### Goal
Arrange the entries below as a JSON list of strings, one string per line, skipping blank lines and leaving out the pictures.

[Collected data entries]
--*--

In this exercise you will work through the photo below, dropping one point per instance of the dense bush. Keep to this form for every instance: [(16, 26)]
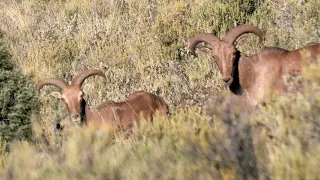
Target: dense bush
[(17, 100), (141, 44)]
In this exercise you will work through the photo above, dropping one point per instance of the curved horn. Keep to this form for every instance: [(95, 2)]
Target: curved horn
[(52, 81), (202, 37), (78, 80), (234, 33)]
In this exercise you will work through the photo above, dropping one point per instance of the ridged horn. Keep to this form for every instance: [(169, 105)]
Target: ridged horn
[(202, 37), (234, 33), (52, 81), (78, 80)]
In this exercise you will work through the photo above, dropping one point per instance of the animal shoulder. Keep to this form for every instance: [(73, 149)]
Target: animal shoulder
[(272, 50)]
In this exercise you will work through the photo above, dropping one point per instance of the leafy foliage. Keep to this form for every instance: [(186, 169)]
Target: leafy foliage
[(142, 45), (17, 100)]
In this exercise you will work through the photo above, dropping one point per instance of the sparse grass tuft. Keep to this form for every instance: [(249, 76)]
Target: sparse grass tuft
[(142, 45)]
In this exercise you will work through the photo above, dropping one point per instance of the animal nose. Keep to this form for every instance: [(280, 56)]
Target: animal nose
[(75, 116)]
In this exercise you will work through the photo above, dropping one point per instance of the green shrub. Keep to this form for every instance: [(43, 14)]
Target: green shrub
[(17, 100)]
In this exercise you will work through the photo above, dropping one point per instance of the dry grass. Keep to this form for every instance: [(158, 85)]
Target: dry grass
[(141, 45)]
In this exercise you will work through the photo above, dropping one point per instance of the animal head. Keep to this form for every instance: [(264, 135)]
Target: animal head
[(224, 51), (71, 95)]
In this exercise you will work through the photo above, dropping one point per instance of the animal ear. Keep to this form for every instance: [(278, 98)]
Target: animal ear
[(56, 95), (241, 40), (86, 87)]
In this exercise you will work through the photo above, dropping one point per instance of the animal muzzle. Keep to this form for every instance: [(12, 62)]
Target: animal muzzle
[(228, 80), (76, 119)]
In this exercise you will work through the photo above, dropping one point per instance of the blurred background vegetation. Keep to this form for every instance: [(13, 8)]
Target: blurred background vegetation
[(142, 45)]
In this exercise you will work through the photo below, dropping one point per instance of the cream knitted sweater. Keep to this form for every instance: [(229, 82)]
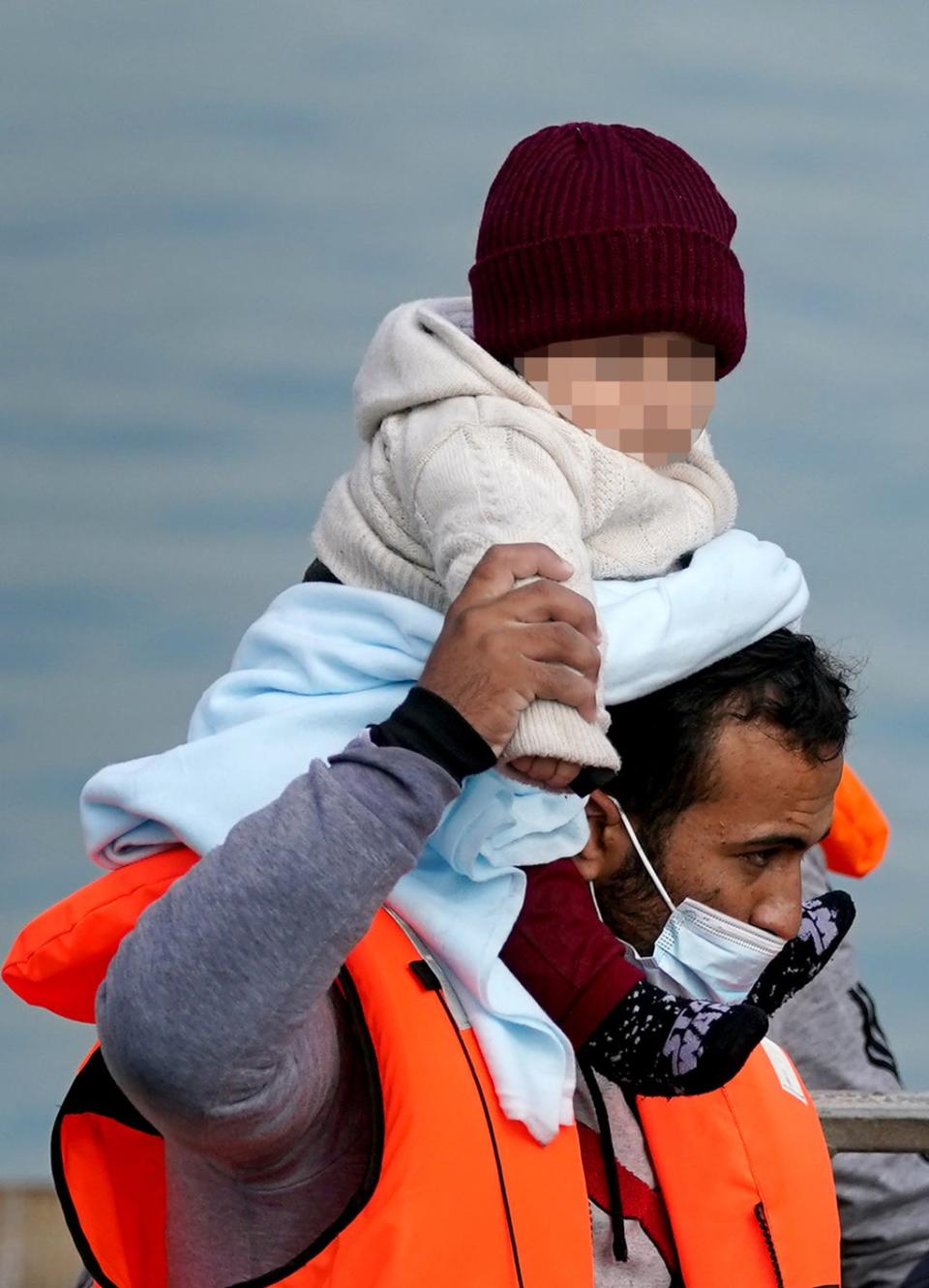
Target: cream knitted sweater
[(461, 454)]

--*--

### Answer to the task
[
  "In this exercise you will work through the photo below, dropping one point per instance of the dense bush. Keep to this form for every instance: [(16, 26)]",
  "Target: dense bush",
  "[(17, 100), (141, 44)]",
  "In this exercise you will work through the photo above, dropping one point per instance of the curved horn. Keep to this form for every instance: [(95, 2)]",
  "Target: curved horn",
  "[(52, 81), (202, 37), (78, 80), (234, 33)]",
  "In this exercise you will work through the photo above, dropping one point per instance of the ridged horn. Keep to this form for every instance: [(169, 105)]",
  "Target: ridged horn",
  "[(202, 37), (234, 33), (52, 81), (78, 80)]",
  "In this exercise you will work through the photo above, dropping one point per instance of the animal shoulder. Keep to this form for every instance: [(73, 149)]",
  "Target: animal shoulder",
  "[(272, 50)]",
  "In this exercise you will work through the photo above, dropping one point per instance of the leafy foliage. Keep to this form for every instance: [(186, 169)]",
  "Target: leafy foliage",
  "[(142, 45), (17, 100)]",
  "In this exercise you will work through the photo above, dropping one point per instance of the sparse grass tuft. Keep to this form for every instance: [(249, 76)]",
  "Target: sparse grass tuft",
  "[(142, 45)]",
  "In this exercise you will work through the photo above, dropping one point per instance of the animal nose. Keep to this form for every instance: [(280, 56)]",
  "Target: animal nose",
  "[(75, 116)]",
  "In this exercise you will work through the photo above, dropping one point per instance of the green shrub. Keep to this form for every instance: [(43, 14)]",
  "Target: green shrub",
  "[(17, 100)]",
  "In this exercise you will work through the photo above, dropping one point per instance of the dry grass. Keep to this form for every instance: [(158, 85)]",
  "Target: dry grass",
  "[(141, 45)]",
  "In this exercise you will work through the photo above, dropping one point per instance of the animal head. Keep to this form for every instance: [(264, 135)]",
  "Target: animal head",
  "[(224, 51), (71, 95)]",
  "In this exercise you will work through the photo above, dropping one point per instance of the animal ear. Keep to this form for every instance: [(278, 98)]",
  "Target: animal ear",
  "[(56, 95), (241, 40), (86, 87)]",
  "In this exercise you will work through the photo above, dropping one point per instance of the animal muzzle. Keep to this form for every instance: [(12, 62)]",
  "Target: animal muzzle",
  "[(228, 80), (76, 119)]",
  "In this exercise you will work through the photo above, dropping one point per instance of the blurred background vegetation. Keep to this form for every instance: [(13, 8)]",
  "Target: blurred background vegetation",
  "[(142, 45)]",
  "In this exercise you will work through the photo below, dropping one point per instance of the cream knitted sweater. Keep to this form for every instance: [(229, 82)]",
  "Target: cream knitted sweater",
  "[(461, 454)]"
]